What to work on =>
Set every record down verbatim and omit the pictures.

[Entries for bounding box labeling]
= = =
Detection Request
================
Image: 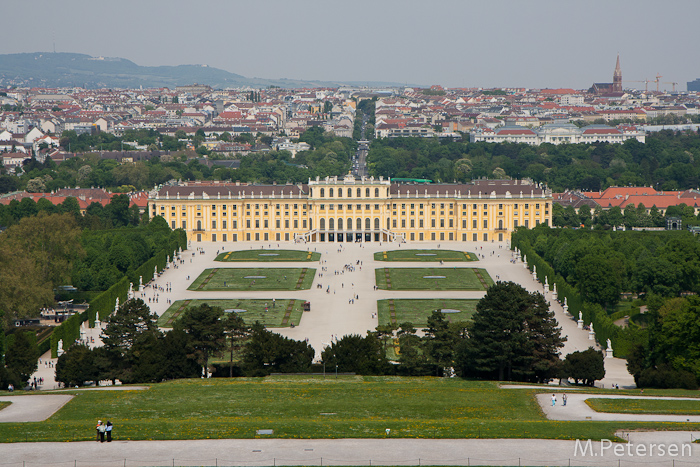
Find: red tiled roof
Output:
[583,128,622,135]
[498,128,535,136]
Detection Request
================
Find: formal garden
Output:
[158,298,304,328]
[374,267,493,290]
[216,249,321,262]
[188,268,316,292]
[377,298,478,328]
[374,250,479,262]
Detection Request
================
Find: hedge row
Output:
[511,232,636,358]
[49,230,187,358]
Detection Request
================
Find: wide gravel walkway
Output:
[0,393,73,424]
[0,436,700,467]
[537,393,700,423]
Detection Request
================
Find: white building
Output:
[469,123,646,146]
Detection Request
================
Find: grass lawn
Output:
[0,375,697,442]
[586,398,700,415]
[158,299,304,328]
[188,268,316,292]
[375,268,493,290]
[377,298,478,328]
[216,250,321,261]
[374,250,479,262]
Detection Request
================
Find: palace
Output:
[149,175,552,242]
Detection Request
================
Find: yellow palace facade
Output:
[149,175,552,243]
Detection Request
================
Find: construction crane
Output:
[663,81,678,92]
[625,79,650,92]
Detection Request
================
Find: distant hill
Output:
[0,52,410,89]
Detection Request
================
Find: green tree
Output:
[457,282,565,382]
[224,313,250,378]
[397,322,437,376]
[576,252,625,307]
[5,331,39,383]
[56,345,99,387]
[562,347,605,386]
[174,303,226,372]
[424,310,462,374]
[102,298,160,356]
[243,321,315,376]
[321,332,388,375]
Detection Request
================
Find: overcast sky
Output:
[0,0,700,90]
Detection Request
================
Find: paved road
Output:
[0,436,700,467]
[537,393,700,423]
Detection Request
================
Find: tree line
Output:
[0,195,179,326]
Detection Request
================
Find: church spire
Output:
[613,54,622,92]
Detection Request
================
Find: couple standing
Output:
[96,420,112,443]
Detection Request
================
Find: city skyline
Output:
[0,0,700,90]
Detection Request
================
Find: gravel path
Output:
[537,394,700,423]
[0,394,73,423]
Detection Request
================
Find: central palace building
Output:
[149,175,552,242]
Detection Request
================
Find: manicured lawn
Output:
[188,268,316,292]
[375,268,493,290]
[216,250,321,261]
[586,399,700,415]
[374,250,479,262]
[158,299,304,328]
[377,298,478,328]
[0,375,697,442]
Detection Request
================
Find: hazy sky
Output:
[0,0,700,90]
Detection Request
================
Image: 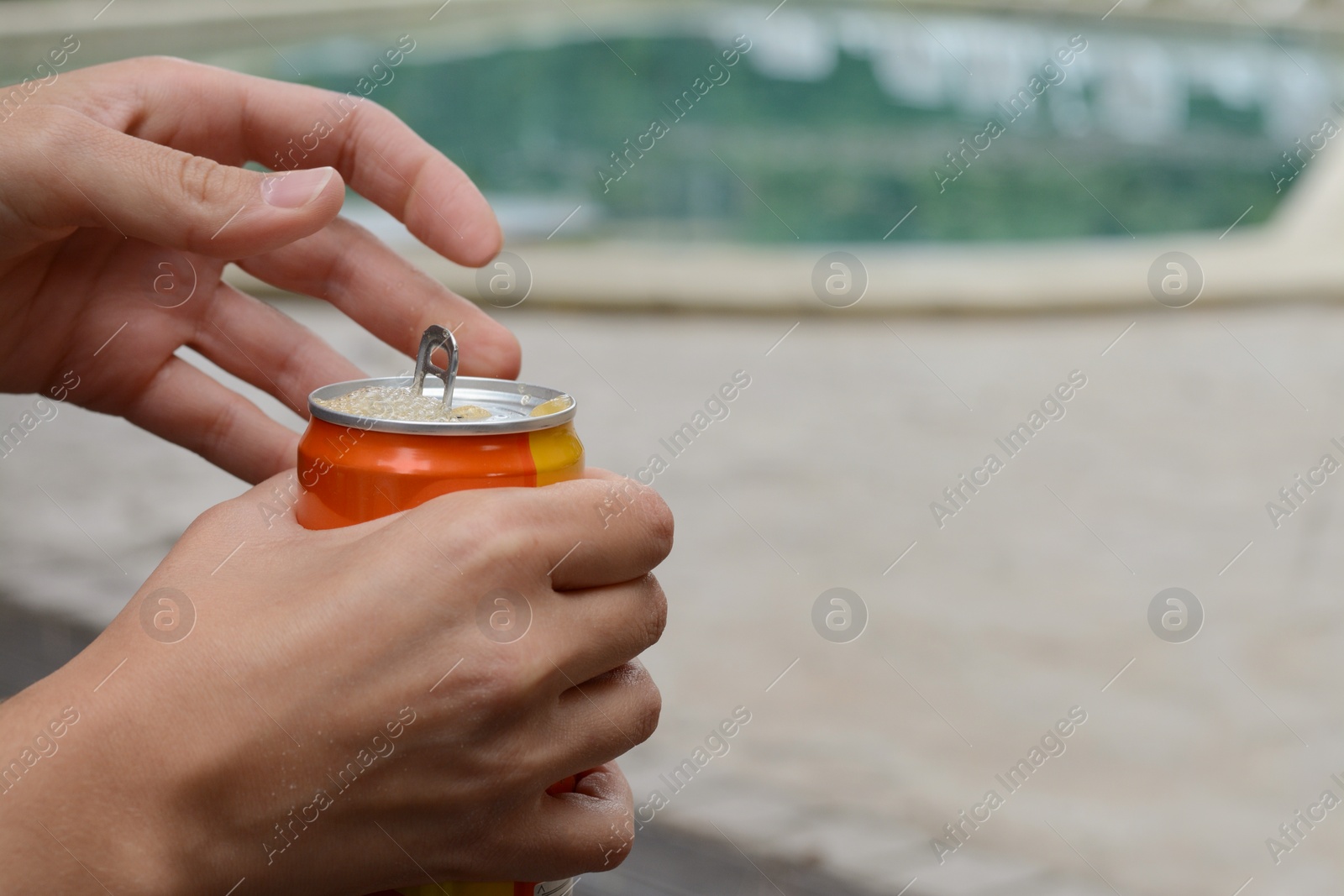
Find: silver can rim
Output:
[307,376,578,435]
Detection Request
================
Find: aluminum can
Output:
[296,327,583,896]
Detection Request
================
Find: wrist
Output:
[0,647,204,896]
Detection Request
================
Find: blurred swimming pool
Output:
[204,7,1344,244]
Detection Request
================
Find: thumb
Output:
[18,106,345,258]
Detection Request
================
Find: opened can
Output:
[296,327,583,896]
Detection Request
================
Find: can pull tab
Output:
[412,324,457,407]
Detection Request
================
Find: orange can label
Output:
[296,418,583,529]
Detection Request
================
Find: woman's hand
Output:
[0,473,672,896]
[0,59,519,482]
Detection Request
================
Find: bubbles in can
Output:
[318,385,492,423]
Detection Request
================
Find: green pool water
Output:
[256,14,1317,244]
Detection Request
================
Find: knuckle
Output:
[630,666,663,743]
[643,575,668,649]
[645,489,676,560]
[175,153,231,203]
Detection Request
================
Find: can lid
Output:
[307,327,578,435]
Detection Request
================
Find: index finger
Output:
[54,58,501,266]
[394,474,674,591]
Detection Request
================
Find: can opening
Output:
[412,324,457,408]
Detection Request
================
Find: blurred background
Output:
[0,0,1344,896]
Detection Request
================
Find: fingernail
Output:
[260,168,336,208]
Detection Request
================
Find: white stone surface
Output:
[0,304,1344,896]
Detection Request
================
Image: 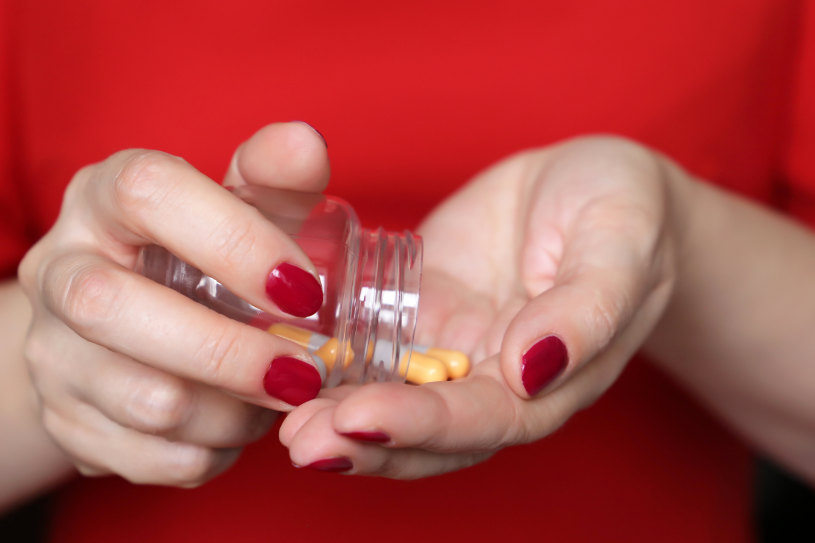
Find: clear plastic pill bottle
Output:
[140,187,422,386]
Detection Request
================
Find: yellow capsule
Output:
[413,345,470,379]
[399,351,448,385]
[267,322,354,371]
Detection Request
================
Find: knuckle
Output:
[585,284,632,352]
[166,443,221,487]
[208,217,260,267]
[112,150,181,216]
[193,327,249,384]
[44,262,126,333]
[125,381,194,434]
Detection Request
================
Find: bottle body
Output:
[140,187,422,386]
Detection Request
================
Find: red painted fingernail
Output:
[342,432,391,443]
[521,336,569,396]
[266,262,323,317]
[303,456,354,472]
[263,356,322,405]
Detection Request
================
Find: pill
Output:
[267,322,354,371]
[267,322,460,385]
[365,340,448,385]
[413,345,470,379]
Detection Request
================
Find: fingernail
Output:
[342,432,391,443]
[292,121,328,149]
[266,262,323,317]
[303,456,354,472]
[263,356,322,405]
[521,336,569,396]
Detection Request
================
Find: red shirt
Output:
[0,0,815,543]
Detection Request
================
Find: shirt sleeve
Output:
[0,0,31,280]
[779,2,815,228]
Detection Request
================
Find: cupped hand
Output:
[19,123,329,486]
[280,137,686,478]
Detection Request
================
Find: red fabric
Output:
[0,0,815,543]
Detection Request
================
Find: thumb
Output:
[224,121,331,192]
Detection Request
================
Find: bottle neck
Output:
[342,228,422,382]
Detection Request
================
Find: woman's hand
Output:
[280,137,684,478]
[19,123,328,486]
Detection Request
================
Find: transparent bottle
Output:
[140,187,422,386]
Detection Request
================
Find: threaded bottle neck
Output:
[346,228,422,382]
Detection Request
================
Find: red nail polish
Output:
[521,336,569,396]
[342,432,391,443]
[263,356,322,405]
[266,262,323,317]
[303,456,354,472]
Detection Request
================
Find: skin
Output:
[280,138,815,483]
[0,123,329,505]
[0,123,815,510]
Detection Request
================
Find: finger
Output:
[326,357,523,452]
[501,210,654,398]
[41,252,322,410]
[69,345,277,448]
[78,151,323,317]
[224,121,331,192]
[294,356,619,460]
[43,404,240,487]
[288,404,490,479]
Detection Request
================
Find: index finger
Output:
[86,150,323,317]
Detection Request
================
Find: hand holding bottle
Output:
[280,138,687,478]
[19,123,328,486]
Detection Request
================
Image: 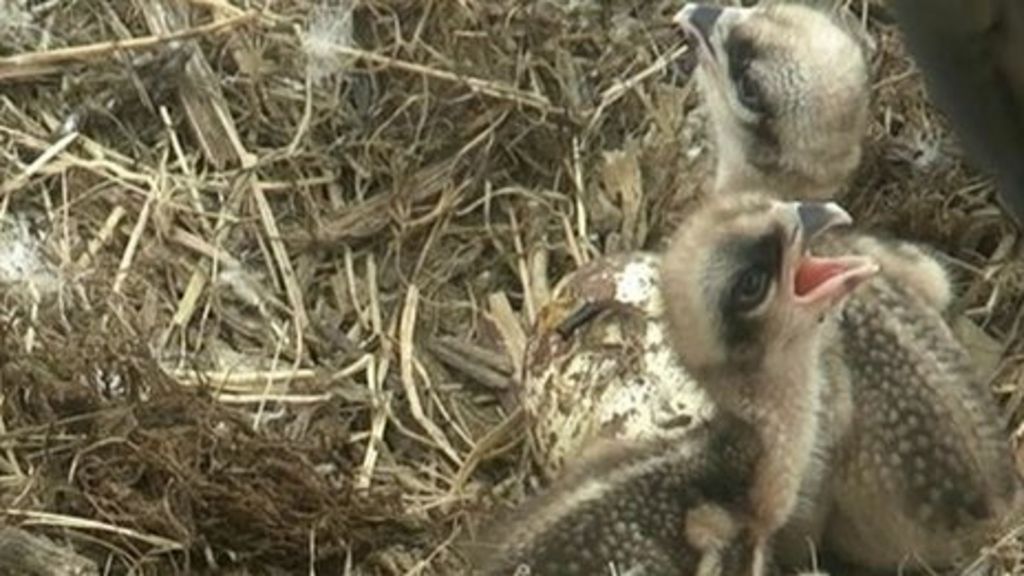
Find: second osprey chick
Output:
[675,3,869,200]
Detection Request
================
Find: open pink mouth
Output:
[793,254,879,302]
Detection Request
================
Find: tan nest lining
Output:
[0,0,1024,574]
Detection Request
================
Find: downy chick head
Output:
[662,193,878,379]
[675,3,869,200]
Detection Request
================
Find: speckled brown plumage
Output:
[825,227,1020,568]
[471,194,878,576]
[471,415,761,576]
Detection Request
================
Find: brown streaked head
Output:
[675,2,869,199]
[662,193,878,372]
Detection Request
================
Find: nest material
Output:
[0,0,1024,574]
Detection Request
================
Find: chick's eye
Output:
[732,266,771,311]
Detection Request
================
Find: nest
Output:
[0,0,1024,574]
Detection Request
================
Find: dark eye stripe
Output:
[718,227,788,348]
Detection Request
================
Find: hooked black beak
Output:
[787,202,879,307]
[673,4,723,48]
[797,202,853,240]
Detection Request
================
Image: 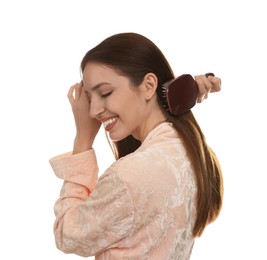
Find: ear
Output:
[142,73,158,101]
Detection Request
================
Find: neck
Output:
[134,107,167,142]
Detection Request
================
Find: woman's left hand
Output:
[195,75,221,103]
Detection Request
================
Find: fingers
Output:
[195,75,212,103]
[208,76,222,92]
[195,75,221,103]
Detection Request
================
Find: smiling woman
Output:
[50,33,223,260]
= = =
Task result =>
Detection Request
================
Image: 
Find: red tiled roof
Output:
[583,128,622,135]
[498,128,535,136]
Detection Request
================
Find: formal garden
Output:
[158,298,304,328]
[374,267,493,290]
[216,249,321,262]
[188,268,316,292]
[377,298,478,328]
[374,250,479,262]
Detection Request
================
Find: hedge row
Output:
[511,232,636,358]
[49,230,187,358]
Detection Request
================
Find: wide gravel walkway
Output:
[0,393,73,424]
[0,436,700,467]
[537,393,700,423]
Detection Request
================
Find: white building
Output:
[469,123,646,146]
Detection Request
================
Find: grass lawn
Output:
[0,375,697,442]
[586,398,700,415]
[158,299,304,328]
[188,268,316,292]
[375,268,493,290]
[377,298,478,328]
[216,250,321,261]
[374,250,479,262]
Detection Request
================
Find: palace
Output:
[149,175,552,242]
Detection Request
================
Find: yellow palace facade
Output:
[149,175,552,243]
Detection Request
================
Find: construction crane
Output:
[663,81,678,92]
[625,79,650,92]
Detection Request
================
Find: distant hill
Output:
[0,52,410,89]
Detection Request
================
Find: green tree
Output:
[457,282,565,382]
[224,313,250,378]
[397,322,437,376]
[576,252,625,307]
[5,331,39,383]
[56,345,99,387]
[562,347,605,386]
[174,303,226,372]
[424,310,462,374]
[102,298,160,356]
[243,321,315,376]
[321,332,388,375]
Detection Request
================
Find: overcast sky
Output:
[0,0,700,90]
Detection Request
================
Find: paved road
Output:
[0,436,700,467]
[537,393,700,423]
Detection Request
================
Find: tree line
Output:
[0,195,179,326]
Detection Request
================
Find: church spire
Output:
[613,54,622,92]
Detection Request
================
Find: couple standing
Output:
[96,420,112,443]
Detection Request
================
Find: city skyline
Output:
[0,0,700,90]
Detection Request
================
Find: gravel path
Output:
[537,394,700,423]
[0,394,73,423]
Detection Request
================
Find: central palace building
Output:
[149,175,552,242]
Detection Request
================
Find: manicured lawn
Output:
[188,268,316,292]
[375,268,493,290]
[216,250,321,261]
[586,399,700,415]
[374,250,479,262]
[158,299,304,328]
[377,298,478,328]
[0,375,697,442]
Detection Request
================
Find: hazy sky
Output:
[0,0,700,90]
Detection Request
================
Image: 
Find: silver can rim
Output:
[307,376,578,435]
Detection Request
================
Find: aluminum can
Output:
[296,327,583,896]
Detection Request
================
Find: wrist
Output:
[0,647,204,896]
Detection Request
================
Find: blurred swimming pool
Output:
[204,7,1344,244]
Detection Request
================
Find: thumb
Output:
[18,106,345,258]
Detection Request
================
Find: opened can
Output:
[296,327,583,896]
Detection Request
================
Find: can pull tab
Output:
[412,324,457,407]
Detection Request
================
Find: orange can label
Output:
[296,418,583,529]
Detection Request
================
Find: woman's hand
Output:
[0,473,672,896]
[0,59,519,482]
Detection Request
================
Find: bubbles in can
Output:
[318,385,492,423]
Detection Request
================
Find: green pool water
Output:
[256,14,1317,244]
Detection Request
================
Find: knuckle
Output:
[630,666,663,743]
[643,575,668,649]
[645,489,676,560]
[175,153,231,203]
Detection Request
================
Find: can lid
Output:
[307,327,578,435]
Detection Request
================
Find: index finger
Output:
[54,58,501,266]
[394,474,674,591]
Detection Request
================
Find: can opening
Output:
[412,324,457,408]
Detection Request
================
Find: blurred background
Output:
[0,0,1344,896]
Detection Request
================
Find: fingernail
Output:
[260,168,336,208]
Detection Request
================
Find: white stone surface
Output:
[0,304,1344,896]
Detection Request
================
Image: 
Find: clear plastic pill bottle
Output:
[140,187,422,386]
Detection Request
================
Find: yellow capsule
Output:
[413,345,470,379]
[399,351,448,385]
[267,322,354,371]
Detection Request
================
Find: knuckle
Output:
[585,284,632,352]
[166,443,221,487]
[208,217,260,267]
[112,150,181,216]
[193,327,249,384]
[44,262,126,333]
[125,381,194,434]
Detection Request
================
Find: bottle body
Output:
[140,187,422,386]
Detection Request
================
Find: red painted fingernail
Output:
[342,432,391,443]
[521,336,569,396]
[266,262,323,317]
[303,456,354,472]
[263,356,322,405]
Detection Request
================
Find: pill
Output:
[267,322,354,371]
[267,322,460,385]
[365,340,448,385]
[413,345,470,379]
Detection Request
================
Find: fingernail
Output:
[342,432,391,443]
[292,121,328,149]
[266,262,323,317]
[303,456,354,472]
[263,356,322,405]
[521,336,569,396]
Detection Request
================
Find: red shirt
Output:
[0,0,815,543]
Detection Request
================
Find: shirt sleeve
Output:
[0,0,31,280]
[779,2,815,228]
Detection Request
================
Find: cupped hand
Output:
[19,123,329,486]
[280,137,686,478]
Detection Request
================
Find: red fabric
Output:
[0,0,815,543]
Detection Request
================
Find: thumb
Output:
[224,121,331,192]
Detection Request
================
Find: bottle neck
Output:
[342,228,422,382]
Detection Request
================
Find: woman's hand
Output:
[280,137,684,478]
[19,123,328,486]
Detection Request
================
Find: transparent bottle
Output:
[140,187,422,386]
Detection Request
================
Find: threaded bottle neck
Output:
[346,228,422,382]
Detection Request
================
Find: red nail polish
Output:
[521,336,569,396]
[342,432,391,443]
[263,356,322,405]
[266,262,323,317]
[303,456,354,472]
Detection Request
================
Find: skin
Output:
[280,138,815,483]
[0,123,329,505]
[0,123,815,510]
Detection Request
================
Find: finger
Output:
[326,357,523,452]
[501,210,654,398]
[41,252,322,410]
[69,345,277,448]
[78,151,323,317]
[224,121,331,192]
[294,356,619,460]
[43,404,240,487]
[288,404,490,479]
Detection Request
================
Find: index finger
Output:
[86,150,323,317]
Detection Request
================
Find: hand holding bottle
Output:
[280,138,687,478]
[19,123,328,486]
Detection Request
================
Image: 
Find: second osprey chick
Output:
[675,3,869,200]
Detection Request
================
Find: open pink mouth
Output:
[793,254,879,302]
Detection Request
================
Find: tan nest lining
Output:
[0,0,1024,574]
Detection Request
================
Find: downy chick head
Output:
[662,193,878,379]
[675,3,869,200]
Detection Request
================
Find: speckled brown plumage
Output:
[825,227,1020,568]
[471,194,878,576]
[471,415,761,576]
Detection Request
================
Find: brown streaked head
Output:
[675,2,869,199]
[662,193,878,372]
Detection Request
================
Find: nest material
Output:
[0,0,1024,574]
Detection Request
================
Find: chick's eye
Output:
[732,266,771,311]
Detection Request
================
Find: nest
Output:
[0,0,1024,574]
Detection Request
================
Find: dark eye stripe
Output:
[718,227,788,348]
Detection Request
================
Find: hooked black beak
Output:
[787,202,879,307]
[673,4,723,48]
[797,202,853,240]
Detection Request
================
Image: 
Find: ear
Output:
[142,73,158,101]
Detection Request
================
Find: neck
Output:
[134,107,167,142]
Detection Request
================
Find: woman's left hand
Output:
[195,75,221,103]
Detection Request
================
Find: fingers
Output:
[195,75,212,103]
[208,76,222,92]
[195,75,221,103]
Detection Request
================
Find: smiling woman
Output:
[50,33,223,260]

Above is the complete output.